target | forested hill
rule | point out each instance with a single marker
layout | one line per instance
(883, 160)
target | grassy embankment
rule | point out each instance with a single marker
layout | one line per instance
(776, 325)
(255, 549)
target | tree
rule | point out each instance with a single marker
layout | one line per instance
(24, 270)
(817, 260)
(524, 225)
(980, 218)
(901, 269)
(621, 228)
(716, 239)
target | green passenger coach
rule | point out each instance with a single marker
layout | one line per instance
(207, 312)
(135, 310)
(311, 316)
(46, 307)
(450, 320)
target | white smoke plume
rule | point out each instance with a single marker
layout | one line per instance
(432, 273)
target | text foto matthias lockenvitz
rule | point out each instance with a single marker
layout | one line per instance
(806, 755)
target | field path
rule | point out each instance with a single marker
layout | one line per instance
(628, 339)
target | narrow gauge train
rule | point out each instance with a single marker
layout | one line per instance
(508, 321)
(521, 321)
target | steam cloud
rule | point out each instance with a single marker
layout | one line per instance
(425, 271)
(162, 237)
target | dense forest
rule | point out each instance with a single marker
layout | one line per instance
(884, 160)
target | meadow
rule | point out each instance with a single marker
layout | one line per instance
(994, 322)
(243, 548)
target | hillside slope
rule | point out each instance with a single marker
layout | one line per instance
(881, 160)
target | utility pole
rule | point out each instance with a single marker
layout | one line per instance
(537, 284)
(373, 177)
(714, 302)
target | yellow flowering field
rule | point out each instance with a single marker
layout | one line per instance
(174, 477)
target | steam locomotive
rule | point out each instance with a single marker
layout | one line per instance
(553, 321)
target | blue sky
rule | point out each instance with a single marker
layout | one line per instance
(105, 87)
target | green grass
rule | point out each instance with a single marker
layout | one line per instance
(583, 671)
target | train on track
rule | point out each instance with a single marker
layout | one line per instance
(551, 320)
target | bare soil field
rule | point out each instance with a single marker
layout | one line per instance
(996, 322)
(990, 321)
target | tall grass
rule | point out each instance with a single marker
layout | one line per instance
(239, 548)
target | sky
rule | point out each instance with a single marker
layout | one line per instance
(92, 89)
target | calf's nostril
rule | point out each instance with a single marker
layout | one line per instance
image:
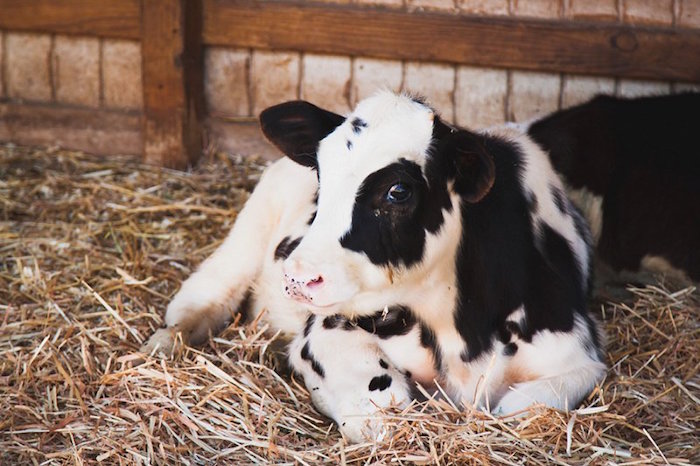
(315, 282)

---

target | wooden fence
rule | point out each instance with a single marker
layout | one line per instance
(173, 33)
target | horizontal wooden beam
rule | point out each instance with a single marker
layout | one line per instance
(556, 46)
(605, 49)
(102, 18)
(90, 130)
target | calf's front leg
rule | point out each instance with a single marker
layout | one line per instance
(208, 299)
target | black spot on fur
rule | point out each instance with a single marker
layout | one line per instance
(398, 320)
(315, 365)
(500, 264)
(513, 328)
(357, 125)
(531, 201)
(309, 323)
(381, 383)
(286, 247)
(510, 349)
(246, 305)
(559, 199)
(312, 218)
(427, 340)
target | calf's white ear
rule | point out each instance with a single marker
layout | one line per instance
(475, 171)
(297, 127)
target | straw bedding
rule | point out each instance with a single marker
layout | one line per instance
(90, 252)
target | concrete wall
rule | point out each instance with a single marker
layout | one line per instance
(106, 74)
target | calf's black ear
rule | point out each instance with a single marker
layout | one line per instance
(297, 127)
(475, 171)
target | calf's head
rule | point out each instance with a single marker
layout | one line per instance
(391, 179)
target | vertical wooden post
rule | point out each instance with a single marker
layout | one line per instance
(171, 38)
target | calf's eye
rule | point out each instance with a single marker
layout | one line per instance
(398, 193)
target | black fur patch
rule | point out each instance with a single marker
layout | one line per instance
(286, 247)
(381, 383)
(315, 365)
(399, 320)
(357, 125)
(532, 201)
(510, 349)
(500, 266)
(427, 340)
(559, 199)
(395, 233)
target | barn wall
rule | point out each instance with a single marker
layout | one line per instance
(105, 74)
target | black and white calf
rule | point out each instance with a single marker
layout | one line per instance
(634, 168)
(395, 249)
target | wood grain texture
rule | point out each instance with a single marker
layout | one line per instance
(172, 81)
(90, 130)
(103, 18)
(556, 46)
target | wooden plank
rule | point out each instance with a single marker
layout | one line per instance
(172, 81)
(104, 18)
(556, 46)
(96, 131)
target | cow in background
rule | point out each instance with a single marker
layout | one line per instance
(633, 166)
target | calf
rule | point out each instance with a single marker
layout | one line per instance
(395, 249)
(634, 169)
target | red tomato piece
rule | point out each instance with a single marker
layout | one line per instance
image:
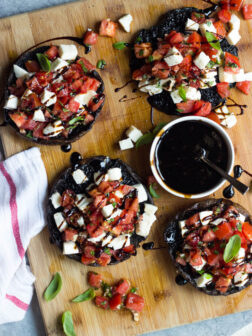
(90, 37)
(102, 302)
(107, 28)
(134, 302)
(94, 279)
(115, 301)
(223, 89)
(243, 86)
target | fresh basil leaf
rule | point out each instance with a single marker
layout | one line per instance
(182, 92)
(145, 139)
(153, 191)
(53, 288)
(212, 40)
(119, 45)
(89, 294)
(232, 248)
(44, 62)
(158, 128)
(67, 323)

...

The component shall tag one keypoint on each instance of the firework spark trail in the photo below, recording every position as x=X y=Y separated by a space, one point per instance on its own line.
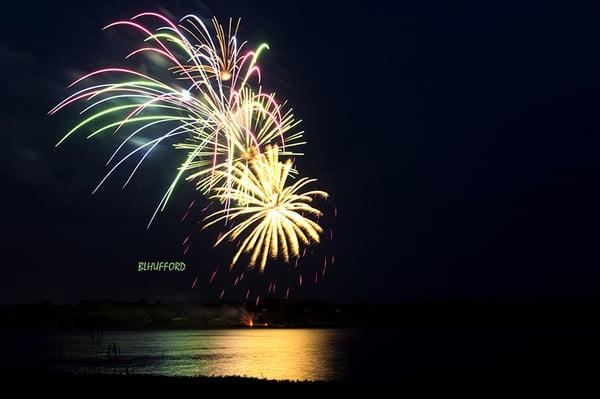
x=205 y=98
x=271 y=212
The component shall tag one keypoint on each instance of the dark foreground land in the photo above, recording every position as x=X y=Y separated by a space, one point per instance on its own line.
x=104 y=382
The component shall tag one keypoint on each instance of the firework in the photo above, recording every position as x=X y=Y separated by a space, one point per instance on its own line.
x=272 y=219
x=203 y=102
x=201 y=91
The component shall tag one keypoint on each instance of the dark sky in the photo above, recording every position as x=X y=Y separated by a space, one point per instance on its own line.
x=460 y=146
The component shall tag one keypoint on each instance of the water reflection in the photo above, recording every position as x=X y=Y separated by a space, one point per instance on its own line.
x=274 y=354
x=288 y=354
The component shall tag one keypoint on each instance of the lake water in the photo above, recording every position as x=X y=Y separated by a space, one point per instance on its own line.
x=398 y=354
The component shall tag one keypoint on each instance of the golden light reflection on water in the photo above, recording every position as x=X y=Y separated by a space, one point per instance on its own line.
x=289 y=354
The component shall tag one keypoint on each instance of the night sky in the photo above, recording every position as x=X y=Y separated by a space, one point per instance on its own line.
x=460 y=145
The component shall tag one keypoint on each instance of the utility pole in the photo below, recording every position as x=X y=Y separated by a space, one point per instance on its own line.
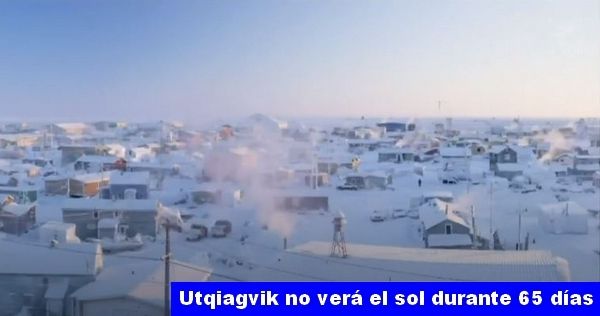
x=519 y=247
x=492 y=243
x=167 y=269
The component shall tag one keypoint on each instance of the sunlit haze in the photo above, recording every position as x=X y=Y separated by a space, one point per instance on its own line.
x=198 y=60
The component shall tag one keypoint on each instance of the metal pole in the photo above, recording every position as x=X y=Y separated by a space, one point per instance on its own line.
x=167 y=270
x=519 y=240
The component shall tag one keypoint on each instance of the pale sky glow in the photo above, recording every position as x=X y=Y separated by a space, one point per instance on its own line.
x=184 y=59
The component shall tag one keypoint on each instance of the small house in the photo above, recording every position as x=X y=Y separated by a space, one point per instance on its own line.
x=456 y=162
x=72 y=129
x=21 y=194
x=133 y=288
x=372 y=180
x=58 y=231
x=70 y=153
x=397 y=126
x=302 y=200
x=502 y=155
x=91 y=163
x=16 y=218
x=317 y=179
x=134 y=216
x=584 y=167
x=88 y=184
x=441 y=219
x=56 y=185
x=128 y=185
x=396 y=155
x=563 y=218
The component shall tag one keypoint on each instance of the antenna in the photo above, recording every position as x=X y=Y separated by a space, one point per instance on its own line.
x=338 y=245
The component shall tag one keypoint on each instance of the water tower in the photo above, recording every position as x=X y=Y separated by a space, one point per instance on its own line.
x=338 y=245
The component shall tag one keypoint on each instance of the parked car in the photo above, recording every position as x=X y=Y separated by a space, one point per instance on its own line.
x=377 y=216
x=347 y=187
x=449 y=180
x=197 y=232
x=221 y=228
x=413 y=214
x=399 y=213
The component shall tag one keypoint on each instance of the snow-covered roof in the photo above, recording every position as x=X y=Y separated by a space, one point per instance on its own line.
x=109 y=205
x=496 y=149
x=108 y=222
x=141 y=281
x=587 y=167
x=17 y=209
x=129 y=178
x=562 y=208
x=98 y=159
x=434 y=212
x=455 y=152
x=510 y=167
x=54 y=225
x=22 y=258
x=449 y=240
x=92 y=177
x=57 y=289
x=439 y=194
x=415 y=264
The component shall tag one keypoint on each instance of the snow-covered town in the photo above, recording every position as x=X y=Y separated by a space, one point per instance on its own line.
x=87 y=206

*Aim*. Report every row above that contains the word "black", copying each such row in full.

*Correct answer*.
target | black spot on fur
target | calf's black ear
target | black fur patch
target | black and white calf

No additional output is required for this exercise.